■ Text for analysis:
^^^^^^^^^^^^^^^^
Leptospirosis is a zoonosis of global importance caused by Leptospira interrogans. The aim of this study was to compare the data between children, adolescents and adults with leptospirosis. This is a retrospective study including a total of 373 consecutive patients with leptospirosis, admitted to tertiary hospitals in Northeast of Brazil, from May 1985 to August 2010. The patients were divided into two groups (age ≤21 years and >21 years). The adults were 304 (81.5%) of the population, with a mean ge of 41 ± 13 (range 22-84) years. The pediatric group was 16 ± 3 (range 9-21) years. Signs and symptoms where similar between the groups, excepting arrhythmia, which was more frequent in adults and vomiting, more common in children (16% vs. 0%, P = 0.04 and 65% vs. 79%, P = 0.02), respectively. Adult group presented with higher serum urea (137 vs. 97 mg/dl, P = 0.002) and creatinine (4.3 vs. 3.0 mg/dl, P = 0.007). Acute kidney injury (AKI) was observed in 80%, mainly in adults (83% vs. 70% P < 0.005). Adults required renal replacement therapy more frequently than children (38% vs. 11%, P < 0.0001). Mortality was higher in adults (14.8% vs. 2.8%, P = 0.005) and in adults with AKI (93% vs. 7%, P < 0.05). There are important differences between the adults and children with leptospirosis. AKI was more frequent in adults and it was associated with increased mortality.
^^^^^^^^^^^^^^^^
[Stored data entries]
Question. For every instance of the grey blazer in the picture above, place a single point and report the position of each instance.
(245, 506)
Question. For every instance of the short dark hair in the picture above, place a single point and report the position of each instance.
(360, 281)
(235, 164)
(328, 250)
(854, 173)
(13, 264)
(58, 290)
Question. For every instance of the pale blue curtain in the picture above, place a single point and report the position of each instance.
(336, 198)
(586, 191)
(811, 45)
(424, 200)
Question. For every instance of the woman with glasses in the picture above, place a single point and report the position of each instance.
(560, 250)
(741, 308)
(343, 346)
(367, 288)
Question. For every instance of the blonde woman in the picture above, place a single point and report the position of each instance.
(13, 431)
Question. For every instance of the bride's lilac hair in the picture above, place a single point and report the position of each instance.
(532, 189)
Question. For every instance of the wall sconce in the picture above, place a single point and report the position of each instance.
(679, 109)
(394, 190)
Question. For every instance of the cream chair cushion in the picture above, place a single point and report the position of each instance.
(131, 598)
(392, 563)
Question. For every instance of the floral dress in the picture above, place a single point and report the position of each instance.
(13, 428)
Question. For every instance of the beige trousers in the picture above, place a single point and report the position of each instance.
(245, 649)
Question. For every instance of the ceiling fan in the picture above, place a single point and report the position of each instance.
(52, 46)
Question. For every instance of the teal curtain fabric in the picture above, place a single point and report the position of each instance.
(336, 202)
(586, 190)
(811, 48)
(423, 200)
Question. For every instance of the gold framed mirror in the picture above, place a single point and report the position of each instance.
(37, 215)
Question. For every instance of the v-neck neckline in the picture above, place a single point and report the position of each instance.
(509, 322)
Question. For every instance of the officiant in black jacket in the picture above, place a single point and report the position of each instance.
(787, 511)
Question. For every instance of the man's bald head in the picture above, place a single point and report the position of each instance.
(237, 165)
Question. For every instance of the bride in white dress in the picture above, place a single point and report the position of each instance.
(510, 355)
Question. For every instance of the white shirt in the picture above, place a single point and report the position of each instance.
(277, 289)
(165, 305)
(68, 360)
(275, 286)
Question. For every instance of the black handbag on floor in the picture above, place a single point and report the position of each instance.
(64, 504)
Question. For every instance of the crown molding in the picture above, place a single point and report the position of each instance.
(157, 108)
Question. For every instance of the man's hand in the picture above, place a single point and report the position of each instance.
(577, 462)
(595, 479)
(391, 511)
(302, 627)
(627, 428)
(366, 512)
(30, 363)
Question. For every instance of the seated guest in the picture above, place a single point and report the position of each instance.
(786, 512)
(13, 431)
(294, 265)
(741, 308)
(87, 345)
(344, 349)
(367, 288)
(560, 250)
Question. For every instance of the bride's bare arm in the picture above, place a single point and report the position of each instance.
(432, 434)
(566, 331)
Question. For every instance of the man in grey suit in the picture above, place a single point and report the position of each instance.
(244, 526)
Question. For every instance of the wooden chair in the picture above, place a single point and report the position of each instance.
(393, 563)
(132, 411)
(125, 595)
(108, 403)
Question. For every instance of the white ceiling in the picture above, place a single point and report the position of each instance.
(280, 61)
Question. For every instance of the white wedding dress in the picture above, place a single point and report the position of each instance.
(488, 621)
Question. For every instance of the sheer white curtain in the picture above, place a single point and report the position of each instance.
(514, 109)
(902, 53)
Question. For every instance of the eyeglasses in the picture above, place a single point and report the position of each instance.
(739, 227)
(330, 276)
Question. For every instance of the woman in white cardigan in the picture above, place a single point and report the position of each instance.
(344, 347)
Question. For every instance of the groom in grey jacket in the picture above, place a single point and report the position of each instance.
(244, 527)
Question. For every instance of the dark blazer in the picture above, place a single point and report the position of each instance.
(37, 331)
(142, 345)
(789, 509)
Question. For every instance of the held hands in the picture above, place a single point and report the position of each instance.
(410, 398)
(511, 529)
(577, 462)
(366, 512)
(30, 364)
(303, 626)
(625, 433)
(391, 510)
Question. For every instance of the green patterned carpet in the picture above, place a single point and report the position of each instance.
^^^^^^^^^^^^^^^^
■ Explore the material:
**a.** In the leptospirosis abstract, what share of adults versus children needed renal replacement therapy?
**b.** Please carry the leptospirosis abstract forward from its final sentence.
The records have no connection to the leptospirosis abstract.

■ Results of the exercise:
**a.** 38% of adults and 11% of children.

**b.**
Keywords: Acute kidney injury, adults, children, leptospirosis, mortality


How to cite this article:
Daher E F, Vieira A, Jacinto C N, Lima R, Girão M, Fernandes A, Neto R, Silva G B. Differences among children, adolescents and adults with severe leptospirosis: A comparative analysis. Indian J Nephrol 2014;24:166-70

How to cite this URL:
Daher E F, Vieira A, Jacinto C N, Lima R, Girão M, Fernandes A, Neto R, Silva G B. Differences among children, adolescents and adults with severe leptospirosis: A comparative analysis. Indian J Nephrol [serial online] 2014 [cited 2019 Sep 17];24:166-70. Available from: http://www.indianjnephrol.org/text.asp?2014/24/3/166/132013



  Introduction Top


Leptospirosis is a zoonosis of global importance caused by the pathogenic spirochetes Leptospira interrogans.[1],[2] Human infection happens when there is contact with infected urine of carried mammals, especially rodents. The contact between leptospiras and humans can be directly through blood, tissue, organs or urine of carrier animals or indirectly through contaminated water or soil when there is injured skin and exposure of mucosal surfaces. [1],[2],[3],[4] The symptomatic disease begins suddenly with headache, high-degree fever, malaise, myalgia, conjunctival suffusion and a transient rash. The severe form is characterized by jaundice, acute kidney injury (AKI) and hemorrhage, known as Weil's disease and it is mainly caused by serovars icterohaemorrhagiae, copenhageni, lai and others. [1],[2] The disease is endemic in Brazil and is associated with the rainy season and floods. [5] In a recent study conducted in the State of São Paulo a total of 576 cases of lepsotpirosis were confirmed in 2008, with 73 deaths. In Sao Paulo city, with 10,990,2449 inhabitants, 172 cases with 33 deaths were recorded. [5]

There may be the difference in disease's incidence and spectrum of manifestations among pediatric and adult patients with leptospirosis and it is still not well-described. Furthermore, precise information on the frequency and types of severe manifestations in pediatric populations is limited.

The aim of this study was to compare the clinical presentation, laboratory data, morbidity and mortality between children, adolescents and adults with leptospirosis, with a focus on kidney function.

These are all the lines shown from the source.